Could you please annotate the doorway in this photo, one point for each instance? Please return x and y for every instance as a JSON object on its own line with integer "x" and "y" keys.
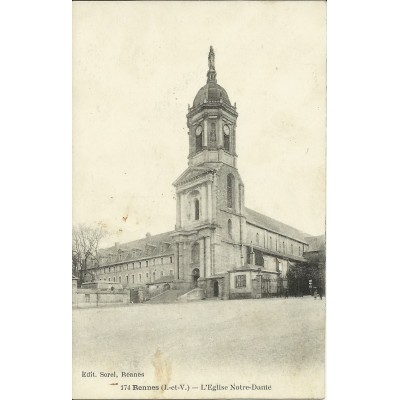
{"x": 216, "y": 289}
{"x": 196, "y": 276}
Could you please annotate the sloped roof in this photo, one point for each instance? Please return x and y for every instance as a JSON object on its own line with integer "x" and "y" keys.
{"x": 152, "y": 246}
{"x": 316, "y": 243}
{"x": 273, "y": 225}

=====

■ TRY IT
Produce an exact transcription of the lines from the one containing "Could you please annotate the sloped" through the end of the records, both included, and no other lines.

■ EXPECTED ANSWER
Could you please annotate the sloped roof in this photo, one point for each instance? Please return x and y for every instance as a JSON object on its own line with integer "x" and "y" keys.
{"x": 152, "y": 246}
{"x": 316, "y": 243}
{"x": 273, "y": 225}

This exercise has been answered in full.